Your instructions
Every entry below should be written out again exactly.
***** Record set
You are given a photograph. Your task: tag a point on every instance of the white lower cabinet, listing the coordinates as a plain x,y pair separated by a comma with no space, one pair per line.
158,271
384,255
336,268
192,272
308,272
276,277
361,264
**********
Response area
You are given a photograph. Your task: tag a point on every instance of the white lower cabinet, listing the coordinates as a plain x,y pair separated by a comma with no space, one pair per line.
158,271
384,255
336,268
192,272
308,272
276,277
361,264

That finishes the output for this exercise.